-- Task to carry out --
Convert each line of the material below into one entry of a numbered list, omitting any blank lines.

** START Material supplied **

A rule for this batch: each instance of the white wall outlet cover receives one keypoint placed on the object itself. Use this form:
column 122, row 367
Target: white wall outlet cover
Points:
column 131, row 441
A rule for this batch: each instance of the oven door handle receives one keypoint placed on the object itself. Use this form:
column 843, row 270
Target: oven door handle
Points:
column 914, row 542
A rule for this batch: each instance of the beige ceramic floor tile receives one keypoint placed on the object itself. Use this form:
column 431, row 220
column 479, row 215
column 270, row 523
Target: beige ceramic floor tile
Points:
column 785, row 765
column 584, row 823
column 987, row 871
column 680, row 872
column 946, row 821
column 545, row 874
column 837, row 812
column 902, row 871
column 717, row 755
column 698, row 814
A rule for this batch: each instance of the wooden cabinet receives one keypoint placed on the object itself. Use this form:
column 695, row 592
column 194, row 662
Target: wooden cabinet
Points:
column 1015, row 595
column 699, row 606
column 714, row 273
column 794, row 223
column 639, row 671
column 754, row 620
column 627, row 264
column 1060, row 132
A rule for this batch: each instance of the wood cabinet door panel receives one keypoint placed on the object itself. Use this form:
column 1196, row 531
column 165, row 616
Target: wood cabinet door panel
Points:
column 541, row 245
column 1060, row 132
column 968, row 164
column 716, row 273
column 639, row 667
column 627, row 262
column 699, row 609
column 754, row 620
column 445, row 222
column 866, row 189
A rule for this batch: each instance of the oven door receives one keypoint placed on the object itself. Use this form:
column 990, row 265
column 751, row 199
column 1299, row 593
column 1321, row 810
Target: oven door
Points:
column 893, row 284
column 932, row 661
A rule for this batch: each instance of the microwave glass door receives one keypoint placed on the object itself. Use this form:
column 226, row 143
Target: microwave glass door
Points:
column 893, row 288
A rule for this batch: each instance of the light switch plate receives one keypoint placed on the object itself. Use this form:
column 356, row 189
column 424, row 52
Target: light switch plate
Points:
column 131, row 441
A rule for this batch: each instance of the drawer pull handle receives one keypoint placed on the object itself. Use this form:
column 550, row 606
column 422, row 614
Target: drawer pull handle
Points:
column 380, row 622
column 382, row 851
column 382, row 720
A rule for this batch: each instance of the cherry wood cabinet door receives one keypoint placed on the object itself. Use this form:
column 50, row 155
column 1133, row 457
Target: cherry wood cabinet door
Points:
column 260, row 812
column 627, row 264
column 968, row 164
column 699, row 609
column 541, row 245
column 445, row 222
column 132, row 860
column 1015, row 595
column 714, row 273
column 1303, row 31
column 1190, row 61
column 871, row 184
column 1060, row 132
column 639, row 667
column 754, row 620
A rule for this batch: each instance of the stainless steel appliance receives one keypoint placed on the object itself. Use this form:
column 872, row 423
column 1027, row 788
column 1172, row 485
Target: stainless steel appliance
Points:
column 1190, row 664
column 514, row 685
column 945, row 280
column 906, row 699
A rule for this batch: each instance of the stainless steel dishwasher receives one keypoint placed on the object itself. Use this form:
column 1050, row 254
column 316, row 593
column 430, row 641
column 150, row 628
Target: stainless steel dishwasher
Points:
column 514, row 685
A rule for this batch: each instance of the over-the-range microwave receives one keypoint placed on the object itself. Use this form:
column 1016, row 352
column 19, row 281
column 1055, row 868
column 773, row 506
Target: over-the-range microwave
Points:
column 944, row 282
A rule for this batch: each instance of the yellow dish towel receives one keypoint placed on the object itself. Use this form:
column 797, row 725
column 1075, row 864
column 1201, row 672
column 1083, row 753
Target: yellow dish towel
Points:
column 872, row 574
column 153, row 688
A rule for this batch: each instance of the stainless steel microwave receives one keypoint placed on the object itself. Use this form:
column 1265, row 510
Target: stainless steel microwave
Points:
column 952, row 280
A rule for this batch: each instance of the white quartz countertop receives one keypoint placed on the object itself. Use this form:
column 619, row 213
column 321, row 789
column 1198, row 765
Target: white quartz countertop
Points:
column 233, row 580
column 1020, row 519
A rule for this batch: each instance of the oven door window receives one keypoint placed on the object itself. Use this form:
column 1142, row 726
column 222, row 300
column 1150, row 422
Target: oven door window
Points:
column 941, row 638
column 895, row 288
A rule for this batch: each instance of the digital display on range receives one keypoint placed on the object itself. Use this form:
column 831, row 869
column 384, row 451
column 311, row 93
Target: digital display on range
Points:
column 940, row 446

** END Material supplied **

-- Response below --
1. A rule for this batch: each instance of the white wall outlet cover receives one keypoint placed on the object itself. Use this form:
2. column 122, row 367
3. Target: white wall outlet cover
4. Points:
5. column 131, row 441
6. A rule for this batch: each instance of the oven door handle receives one keypoint placed on the object itself. Use this form:
7. column 843, row 270
8. Target: oven door handle
9. Points:
10. column 914, row 542
11. A rule for this batch: each instance of the beige ceramic floor tile receives one keypoint placed on the object itself. Use this form:
12. column 431, row 220
13. column 479, row 215
14. column 270, row 523
15. Target: beige ceramic floor tile
16. Points:
17. column 785, row 765
18. column 584, row 823
19. column 987, row 871
20. column 680, row 872
21. column 946, row 821
22. column 545, row 874
23. column 837, row 812
24. column 902, row 871
25. column 717, row 755
26. column 698, row 814
27. A rule for this batch: each instance of the wooden cabinet receives one keypoint placed on the object itself. Use this form:
28. column 695, row 592
29. column 194, row 662
30. Target: wooden cabinet
31. Points:
32. column 1015, row 595
33. column 699, row 606
34. column 714, row 273
35. column 794, row 223
36. column 639, row 671
37. column 754, row 620
38. column 627, row 264
39. column 1060, row 132
40. A rule for this batch: each instance of the wood cabinet door panel receives one keypoint placed on the object itself. Use this form:
41. column 1196, row 531
42. column 165, row 616
43. Target: wood cabinet door panel
44. Points:
45. column 541, row 245
46. column 1060, row 132
47. column 968, row 164
48. column 716, row 273
49. column 639, row 667
50. column 627, row 262
51. column 699, row 609
52. column 754, row 620
53. column 445, row 222
54. column 866, row 189
55. A rule for this batch: each instance of the oven door receives one keypoint placed on the object itself. Use this form:
56. column 990, row 265
57. column 751, row 199
58. column 1299, row 593
59. column 1321, row 810
60. Target: oven door
61. Points:
62. column 893, row 284
63. column 932, row 661
64. A rule for this batch: each instance of the microwave glass door receives one keypoint placed on the object itself. Use this form:
65. column 226, row 143
66. Target: microwave glass door
67. Points:
68. column 893, row 288
69. A rule for this batch: each instance of the light switch plate receives one keypoint placed on the object itself. Use this form:
70. column 356, row 189
71. column 424, row 52
72. Target: light switch plate
73. Points:
74. column 131, row 441
75. A rule for this batch: each instance of the drawer pull handle receives one keypoint placed on the object itself. Use this form:
76. column 550, row 606
77. column 422, row 614
78. Target: drawer pull handle
79. Points:
80. column 380, row 622
81. column 382, row 851
82. column 382, row 720
83. A rule for this batch: each instance of the cherry wood cabinet door receives one keypoint placed on the object itself. Use this form:
84. column 50, row 155
85. column 1133, row 457
86. Target: cherry wood cabinet door
87. Points:
88. column 260, row 812
89. column 627, row 264
90. column 968, row 164
91. column 699, row 609
92. column 541, row 245
93. column 445, row 222
94. column 132, row 860
95. column 1015, row 595
96. column 714, row 273
97. column 1303, row 31
98. column 1190, row 61
99. column 871, row 184
100. column 1060, row 132
101. column 639, row 667
102. column 754, row 620
103. A rule for this batch: each instance of the stainless steel appliance receives one keypoint placed on the object itself. Use this form:
104. column 872, row 423
105. column 1027, row 788
106. column 1172, row 485
107. Target: stainless steel appliance
108. Points:
109. column 1190, row 664
110. column 514, row 685
111. column 945, row 280
112. column 906, row 699
113. A rule for this batch: each instance of the stainless steel dishwasher receives one keypoint placed on the object itself. Use this form:
114. column 1050, row 254
115. column 316, row 593
116. column 430, row 641
117. column 150, row 628
118. Target: stainless steel dishwasher
119. Points:
120. column 514, row 685
121. A rule for this batch: each instance of the over-the-range microwave receives one keypoint placed on the object itself. Use this form:
122. column 1016, row 352
123. column 19, row 281
124. column 1055, row 868
125. column 773, row 506
126. Target: over-the-range microwave
127. Points:
128. column 944, row 282
129. A rule for this batch: each instance of the yellow dish towel receives one keypoint placed on the object itself. Use this form:
130. column 797, row 725
131. column 1075, row 864
132. column 1201, row 672
133. column 1083, row 753
134. Target: yellow dish towel
135. Points:
136. column 872, row 574
137. column 153, row 688
138. A rule for this batch: each instance of the stainless steel microwave receives one keypoint placed on the object itself. Use this form:
139. column 1265, row 510
140. Target: stainless steel microwave
141. Points:
142. column 952, row 280
143. A rule for this batch: each instance of the white quartz countertop receives one keypoint placed on the object itself. Use this form:
144. column 619, row 213
145. column 321, row 789
146. column 1198, row 765
147. Target: white quartz countertop
148. Points:
149. column 233, row 580
150. column 1020, row 519
151. A rule for this batch: each instance of the oven door window receives one keypoint placed on the object itself. Use this form:
152. column 1142, row 726
153. column 222, row 300
154. column 1150, row 422
155. Target: oven door window
156. Points:
157. column 941, row 638
158. column 895, row 288
159. A rule for this batch: each instance of the digital display on range receives one keypoint placed on the object itself. Use this form:
160. column 831, row 869
161. column 384, row 451
162. column 311, row 93
163. Target: digital display on range
164. Points:
165. column 940, row 446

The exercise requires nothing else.